Point-per-instance localization data
*** Block opens ***

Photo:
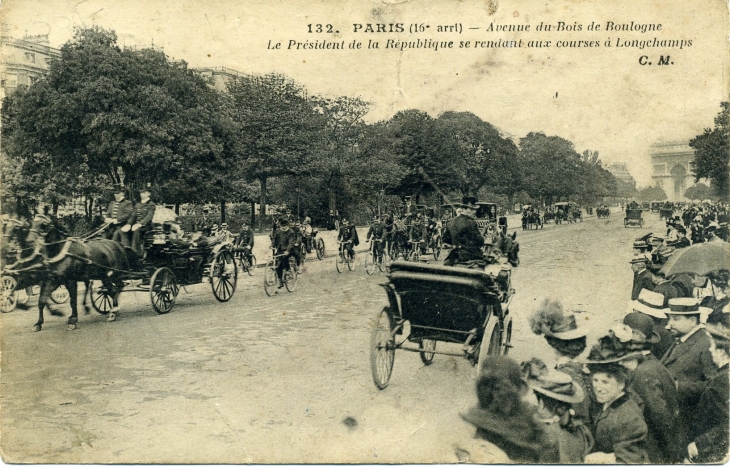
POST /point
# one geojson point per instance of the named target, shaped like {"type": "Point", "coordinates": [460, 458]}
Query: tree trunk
{"type": "Point", "coordinates": [262, 202]}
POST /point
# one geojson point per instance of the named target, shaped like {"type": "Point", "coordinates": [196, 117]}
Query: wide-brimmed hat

*** Block closes ***

Exercise goal
Show the lines in the entries above that include the string "named".

Solution to this task
# one geojson point per instance of the named target, shaped like {"type": "Point", "coordinates": [460, 458]}
# one geojson point per instance of the named target, shaped like {"type": "Point", "coordinates": [196, 117]}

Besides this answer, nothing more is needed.